WHAT IS ASKED:
Reproduce every line of the listing below verbatim, omitting the pictures from your answer.

(Pointing entries for labeled objects)
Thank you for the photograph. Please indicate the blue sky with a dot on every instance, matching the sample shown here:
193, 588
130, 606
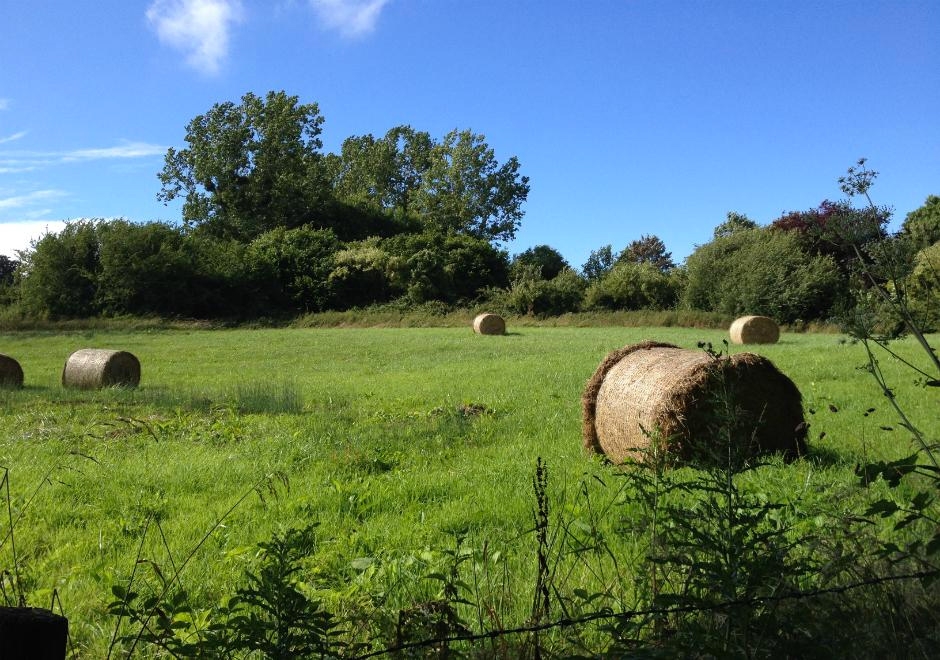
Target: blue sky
629, 117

SOLUTION FOR THIS PROBLEM:
Thank you for the photograph. Please indicate the blue sky with a dot on every instance, matching the sample shown here:
193, 588
130, 606
Target: blue sky
629, 117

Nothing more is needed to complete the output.